▶ _Task details_
Retype the listing below line for line, without changing anything. Leave the pictures out of your answer.

○ ○ ○

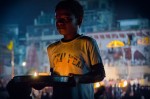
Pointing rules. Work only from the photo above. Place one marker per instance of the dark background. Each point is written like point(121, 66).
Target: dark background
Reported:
point(23, 12)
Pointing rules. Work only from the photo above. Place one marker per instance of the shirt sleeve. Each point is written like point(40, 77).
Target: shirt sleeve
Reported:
point(94, 53)
point(49, 56)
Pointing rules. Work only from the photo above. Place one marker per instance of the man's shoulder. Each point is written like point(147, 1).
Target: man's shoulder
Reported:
point(53, 44)
point(87, 38)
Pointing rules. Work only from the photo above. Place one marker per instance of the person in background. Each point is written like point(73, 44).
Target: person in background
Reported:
point(75, 54)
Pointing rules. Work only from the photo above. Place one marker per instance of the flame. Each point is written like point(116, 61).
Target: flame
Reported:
point(35, 74)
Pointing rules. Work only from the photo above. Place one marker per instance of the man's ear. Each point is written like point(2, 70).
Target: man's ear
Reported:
point(79, 21)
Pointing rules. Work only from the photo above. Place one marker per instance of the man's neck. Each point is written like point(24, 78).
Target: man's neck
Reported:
point(70, 38)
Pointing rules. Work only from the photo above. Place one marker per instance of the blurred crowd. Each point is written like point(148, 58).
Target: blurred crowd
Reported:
point(109, 91)
point(135, 91)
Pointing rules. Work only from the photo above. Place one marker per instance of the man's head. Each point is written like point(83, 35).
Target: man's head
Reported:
point(69, 14)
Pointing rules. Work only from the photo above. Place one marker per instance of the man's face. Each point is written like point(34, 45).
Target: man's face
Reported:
point(65, 22)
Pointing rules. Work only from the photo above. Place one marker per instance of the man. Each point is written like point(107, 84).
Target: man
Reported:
point(74, 54)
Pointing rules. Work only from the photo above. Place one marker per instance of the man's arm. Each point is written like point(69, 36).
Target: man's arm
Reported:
point(96, 74)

○ ○ ○

▶ _Solution to this task_
Pointing rules. Work only from the photo above. Place one marker per instance of the dark background. Each point is written like point(121, 66).
Target: dark background
Reported:
point(23, 12)
Pointing rules. Work only from the photo above. Place one marker per instance of the shirt sleeve. Each point is written like point(40, 77).
Target: shirt sleeve
Reported:
point(94, 53)
point(49, 56)
Pointing rules. Work only from the photo above. Place one marker per instance of the man's shoulder. Each point is written like point(147, 1).
Target: man's shoulder
Reported:
point(53, 44)
point(87, 38)
Pointing rules. Work only from the photo above. Place one marker per instance of the person in background. Each point is written like point(73, 44).
Target: person in background
Reported:
point(75, 54)
Pointing rules. Work only from the photo above. Place one marker per instance of the flame. Each point is written like point(116, 61).
Target: flame
Reported:
point(35, 74)
Pointing rules. Work only from the photo above. Place one marker per instance of the man's ear. Each point is written like point(2, 70).
Target: man's ear
Reported:
point(79, 21)
Pointing rules. Work only from the photo above. Place one marker per instance of the man's neck. Each point is written like point(24, 78).
Target: man's neck
Reported:
point(70, 38)
Pointing rules. Work only from the photo above. Place one marker per instance of the blurred crowd. Each point is written like point(148, 58).
Target: blurred crowd
Reported:
point(109, 91)
point(135, 91)
Pointing rules. Work only from the photo above. Place one marker per instance of the man's head. Each point is written like point(83, 35).
Target: man's head
Reported:
point(69, 14)
Pointing rules. Work only from the photo above. Place one marker per instance of the man's face. Each point is written like point(34, 45).
Target: man's face
Reported:
point(65, 22)
Pointing rules. Work only from the photo above. Place one marker per instance of the man. Each point is written like point(107, 84).
Target: man
Reported:
point(74, 54)
Pointing rules. Work only from the photo above. Place one marker per instance of the man's arm. Each point is written like point(69, 36).
Target: man's arm
Reported:
point(96, 74)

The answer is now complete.